[Challenge 1] Reproduce the bug report on ingress canary health checks word for word.

[Text to read]
———

Description of problem: 1. Ingress Operator performs health checks against the ingress canary route. 2. Once the health check is done Ingress Operator doesn't close the TCP Connection to the LB. 3. While performing the next health check new connection is established to the LB instead of using the existing connection. 4. This causes the connection to build upon the LB. 5. Overtime exhausting the no. of connections on the LB. How reproducible: Yes, It is reproducible in any OpenShift 4.7+ cluster, Capture the TCP Dump at the pods level of the ingress operator Steps to Debug: 1. Find out on which node the Ingress Operator pod is running. $ oc get pods -n openshift-ingress-operator -o wide 2. Debug to the node on which the ingress pod is running and collect tcpdump. $ oc debug node/<Node-Name> 3. Capture TCPDump using the following article. How to use tcpdump inside OpenShift v4 Pod [ https://access.redhat.com/solutions/4569211 ] Actual results: 1. TCP Connection is kept alive. Expected results: 1. TCP Connection should be closed once the health check is performed.

———

[Records to process]
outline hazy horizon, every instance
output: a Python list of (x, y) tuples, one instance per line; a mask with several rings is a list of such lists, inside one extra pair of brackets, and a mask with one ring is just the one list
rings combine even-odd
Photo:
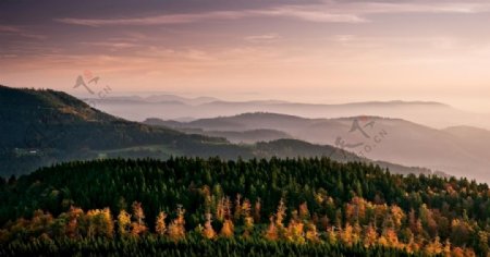
[(0, 3), (0, 84), (231, 100), (438, 101), (490, 110), (490, 3), (462, 1)]

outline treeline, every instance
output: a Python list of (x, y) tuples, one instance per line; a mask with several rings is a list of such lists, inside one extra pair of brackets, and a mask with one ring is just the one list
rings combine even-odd
[(486, 184), (327, 158), (70, 162), (0, 188), (10, 254), (93, 253), (94, 242), (111, 253), (130, 244), (169, 255), (218, 242), (230, 255), (489, 253)]

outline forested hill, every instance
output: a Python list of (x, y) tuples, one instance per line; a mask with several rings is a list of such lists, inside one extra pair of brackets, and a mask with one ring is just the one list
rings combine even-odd
[(489, 196), (328, 158), (70, 162), (1, 182), (0, 254), (487, 256)]

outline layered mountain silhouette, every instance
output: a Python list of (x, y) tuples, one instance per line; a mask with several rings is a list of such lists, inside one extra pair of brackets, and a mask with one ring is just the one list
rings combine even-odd
[(50, 89), (0, 86), (0, 175), (3, 176), (28, 173), (42, 166), (69, 160), (166, 159), (170, 156), (220, 156), (225, 159), (328, 156), (339, 161), (371, 162), (399, 173), (430, 173), (424, 168), (370, 161), (329, 145), (283, 139), (286, 135), (275, 130), (234, 133), (236, 137), (250, 138), (260, 134), (277, 139), (235, 145), (223, 137), (185, 134), (131, 122)]

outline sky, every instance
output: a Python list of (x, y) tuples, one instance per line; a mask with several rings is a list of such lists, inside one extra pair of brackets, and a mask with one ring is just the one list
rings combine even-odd
[(488, 24), (488, 0), (2, 0), (0, 84), (490, 112)]

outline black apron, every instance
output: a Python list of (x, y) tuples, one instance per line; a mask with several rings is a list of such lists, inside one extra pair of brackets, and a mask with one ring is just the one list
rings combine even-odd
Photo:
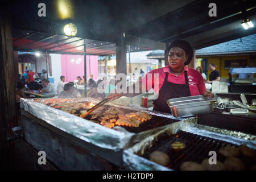
[(169, 106), (166, 101), (178, 97), (191, 96), (188, 85), (187, 71), (184, 71), (185, 84), (174, 84), (167, 81), (168, 73), (166, 73), (166, 77), (163, 86), (159, 90), (158, 99), (154, 101), (153, 110), (163, 113), (171, 113)]

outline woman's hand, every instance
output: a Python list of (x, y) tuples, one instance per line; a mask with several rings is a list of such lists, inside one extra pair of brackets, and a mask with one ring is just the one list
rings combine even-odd
[(212, 98), (214, 98), (214, 95), (210, 92), (208, 92), (207, 90), (204, 91), (204, 94), (203, 94), (203, 97), (209, 97)]

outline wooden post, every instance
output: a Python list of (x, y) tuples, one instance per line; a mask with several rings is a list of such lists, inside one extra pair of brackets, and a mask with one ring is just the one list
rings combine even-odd
[(86, 40), (84, 40), (84, 97), (87, 97), (87, 76), (86, 76)]
[(13, 52), (14, 56), (14, 76), (15, 82), (18, 82), (19, 80), (19, 62), (18, 58), (18, 51), (14, 51)]
[(193, 57), (191, 60), (191, 62), (188, 65), (188, 67), (189, 68), (196, 69), (195, 67), (196, 66), (196, 64), (195, 64), (196, 62), (196, 49), (193, 49)]
[(11, 16), (0, 10), (0, 168), (11, 167), (14, 156), (11, 129), (17, 126), (14, 61)]
[(122, 35), (122, 36), (119, 36), (119, 39), (118, 40), (115, 47), (117, 74), (121, 73), (127, 74), (126, 52), (126, 44), (124, 36)]
[(166, 44), (166, 48), (164, 50), (164, 65), (167, 66), (169, 65), (169, 52), (168, 52), (168, 48), (169, 47), (169, 44)]
[(46, 51), (46, 78), (48, 79), (48, 64), (47, 64), (47, 51)]

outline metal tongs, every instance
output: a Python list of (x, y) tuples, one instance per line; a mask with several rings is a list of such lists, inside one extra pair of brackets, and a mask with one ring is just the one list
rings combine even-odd
[(97, 108), (100, 107), (100, 106), (101, 106), (102, 105), (105, 104), (106, 103), (108, 102), (109, 101), (110, 101), (111, 100), (112, 100), (114, 97), (112, 98), (106, 98), (105, 100), (104, 100), (103, 101), (98, 102), (97, 104), (96, 104), (95, 106), (94, 106), (93, 107), (87, 109), (84, 113), (81, 114), (80, 115), (80, 117), (81, 118), (85, 118), (85, 117), (86, 117), (87, 115), (88, 115), (89, 114), (90, 114), (90, 113), (92, 113), (92, 111), (94, 111)]

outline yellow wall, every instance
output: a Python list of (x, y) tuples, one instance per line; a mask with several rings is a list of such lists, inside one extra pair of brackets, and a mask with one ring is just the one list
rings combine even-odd
[[(200, 58), (207, 59), (208, 60), (208, 65), (214, 63), (217, 65), (216, 70), (219, 71), (221, 74), (221, 78), (228, 78), (229, 69), (225, 69), (225, 60), (238, 60), (246, 59), (247, 65), (250, 65), (250, 56), (220, 56), (220, 57), (202, 57)], [(254, 65), (256, 65), (256, 58)], [(210, 71), (208, 69), (208, 78)]]

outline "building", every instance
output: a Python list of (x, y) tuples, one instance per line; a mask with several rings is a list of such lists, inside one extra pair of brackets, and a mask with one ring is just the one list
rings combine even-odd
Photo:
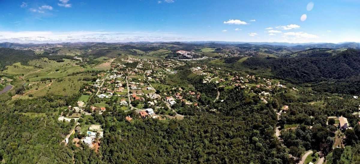
[(125, 119), (127, 120), (127, 121), (130, 122), (131, 120), (132, 120), (132, 118), (131, 118), (130, 115), (128, 115), (125, 117)]
[(82, 107), (84, 106), (84, 102), (82, 101), (77, 101), (77, 105), (79, 106), (79, 107)]
[(99, 131), (101, 130), (101, 127), (100, 127), (100, 125), (91, 125), (89, 127), (89, 130), (91, 131)]
[(169, 102), (169, 103), (170, 103), (170, 104), (171, 105), (173, 105), (176, 104), (176, 102), (175, 101), (172, 100), (172, 101), (171, 101)]
[(140, 114), (140, 115), (141, 115), (141, 117), (144, 118), (146, 118), (148, 115), (149, 115), (148, 113), (146, 113), (145, 111), (141, 111), (139, 112), (139, 113)]
[(146, 112), (150, 115), (152, 115), (155, 114), (155, 113), (154, 113), (154, 110), (152, 108), (148, 108), (145, 109), (145, 110), (146, 110)]
[(349, 125), (347, 119), (341, 116), (339, 118), (339, 128), (342, 130), (347, 128)]
[(121, 99), (120, 101), (120, 105), (127, 105), (127, 102), (124, 99)]
[(287, 105), (284, 105), (283, 106), (283, 108), (281, 108), (281, 109), (285, 111), (287, 111), (289, 109), (289, 106)]

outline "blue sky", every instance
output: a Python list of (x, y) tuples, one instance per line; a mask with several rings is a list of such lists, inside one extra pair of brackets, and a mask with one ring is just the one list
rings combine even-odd
[(0, 42), (360, 42), (359, 8), (358, 0), (0, 0)]

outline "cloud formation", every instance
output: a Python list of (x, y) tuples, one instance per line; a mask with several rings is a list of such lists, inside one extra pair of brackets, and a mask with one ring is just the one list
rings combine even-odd
[(282, 32), (282, 32), (281, 31), (279, 31), (274, 30), (273, 29), (272, 29), (271, 30), (269, 30), (267, 31), (267, 32), (269, 32), (269, 33), (281, 33)]
[(293, 36), (296, 38), (313, 39), (319, 38), (319, 36), (313, 34), (310, 34), (304, 32), (288, 32), (284, 33), (285, 36)]
[(256, 35), (257, 35), (257, 33), (256, 32), (251, 32), (248, 34), (249, 36), (255, 36)]
[(68, 8), (71, 7), (71, 4), (68, 3), (69, 0), (59, 0), (61, 3), (58, 3), (58, 5)]
[(27, 7), (27, 4), (23, 2), (21, 4), (21, 5), (20, 5), (20, 7), (21, 8), (26, 8), (26, 7)]
[(239, 19), (229, 19), (228, 21), (224, 21), (224, 24), (247, 24), (248, 23), (244, 21)]
[(280, 28), (282, 29), (288, 30), (289, 29), (294, 29), (295, 28), (299, 28), (300, 26), (297, 24), (291, 24), (288, 25), (278, 26), (276, 28)]
[(0, 42), (59, 43), (61, 42), (170, 41), (194, 39), (174, 33), (137, 31), (0, 31)]
[(43, 5), (41, 7), (39, 7), (39, 9), (40, 10), (44, 9), (49, 10), (53, 10), (53, 7), (51, 7), (51, 6), (49, 6), (48, 5)]

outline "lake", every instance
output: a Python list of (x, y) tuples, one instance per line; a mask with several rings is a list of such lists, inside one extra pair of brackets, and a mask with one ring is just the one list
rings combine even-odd
[(6, 93), (6, 92), (10, 90), (11, 88), (13, 88), (13, 86), (10, 85), (8, 85), (4, 88), (4, 89), (2, 91), (0, 91), (0, 95), (3, 94), (4, 93)]

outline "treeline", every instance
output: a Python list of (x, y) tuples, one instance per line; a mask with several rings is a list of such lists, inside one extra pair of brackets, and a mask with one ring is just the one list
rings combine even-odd
[(319, 51), (302, 57), (252, 57), (243, 65), (253, 70), (270, 69), (276, 77), (294, 83), (312, 83), (314, 89), (319, 91), (350, 94), (360, 91), (356, 85), (359, 83), (356, 76), (360, 74), (358, 50), (349, 49), (334, 56), (327, 54)]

———

[Challenge 2] Turn the records, starting at their first line and ending at the line containing "[(488, 24), (488, 0), (2, 0), (0, 84), (490, 112)]", both included, into a Markdown table with the columns Row and Line, numbering the lines and skipping blank ones. Leave the pictures out of your answer.

[Expected output 1]
Description of problem: 1. Ingress Operator performs health checks against the ingress canary route. 2. Once the health check is done Ingress Operator doesn't close the TCP Connection to the LB. 3. While performing the next health check new connection is established to the LB instead of using the existing connection. 4. This causes the connection to build upon the LB. 5. Overtime exhausting the no. of connections on the LB. How reproducible: Yes, It is reproducible in any OpenShift 4.7+ cluster, Capture the TCP Dump at the pods level of the ingress operator Steps to Debug: 1. Find out on which node the Ingress Operator pod is running. $ oc get pods -n openshift-ingress-operator -o wide 2. Debug to the node on which the ingress pod is running and collect tcpdump. $ oc debug node/<Node-Name> 3. Capture TCPDump using the following article. How to use tcpdump inside OpenShift v4 Pod [ https://access.redhat.com/solutions/4569211 ] Actual results: 1. TCP Connection is kept alive. Expected results: 1. TCP Connection should be closed once the health check is performed.

[Expected output 2]
| Row | Line |
|---|---|
| 1 | outline hazy horizon, every instance |
| 2 | output: a Python list of (x, y) tuples, one instance per line; a mask with several rings is a list of such lists, inside one extra pair of brackets, and a mask with one ring is just the one list |
| 3 | rings combine even-odd |
| 4 | Photo: |
| 5 | [(0, 3), (0, 84), (231, 100), (438, 101), (490, 110), (490, 3), (462, 1)] |
| 6 | outline treeline, every instance |
| 7 | output: a Python list of (x, y) tuples, one instance per line; a mask with several rings is a list of such lists, inside one extra pair of brackets, and a mask with one ring is just the one list |
| 8 | rings combine even-odd |
| 9 | [(486, 184), (327, 158), (70, 162), (0, 188), (10, 254), (93, 253), (94, 242), (111, 253), (130, 244), (169, 255), (218, 242), (230, 255), (489, 253)] |
| 10 | outline forested hill, every instance |
| 11 | output: a Python list of (x, y) tuples, one instance per line; a mask with several rings is a list of such lists, inside one extra pair of brackets, and a mask with one ring is just the one list |
| 12 | rings combine even-odd |
| 13 | [(489, 196), (328, 158), (70, 162), (1, 182), (0, 254), (487, 256)] |
| 14 | outline layered mountain silhouette, every instance |
| 15 | output: a Python list of (x, y) tuples, one instance per line; a mask with several rings is a list of such lists, inside one extra pair of brackets, and a mask with one ring is just the one list |
| 16 | rings combine even-odd |
| 17 | [(50, 89), (0, 86), (0, 175), (3, 176), (28, 173), (42, 166), (69, 160), (166, 159), (170, 156), (220, 156), (225, 159), (328, 156), (339, 161), (371, 162), (399, 173), (430, 173), (424, 168), (370, 161), (329, 145), (283, 139), (286, 135), (275, 130), (234, 133), (236, 137), (250, 138), (260, 134), (277, 139), (235, 145), (223, 137), (185, 134), (131, 122)] |
| 18 | outline sky, every instance |
| 19 | output: a Python list of (x, y) tuples, one instance per line; a mask with several rings is a list of such lists, inside one extra pair of brackets, and a mask with one ring is just the one list |
| 20 | rings combine even-odd |
| 21 | [(488, 24), (488, 0), (2, 0), (0, 84), (490, 112)] |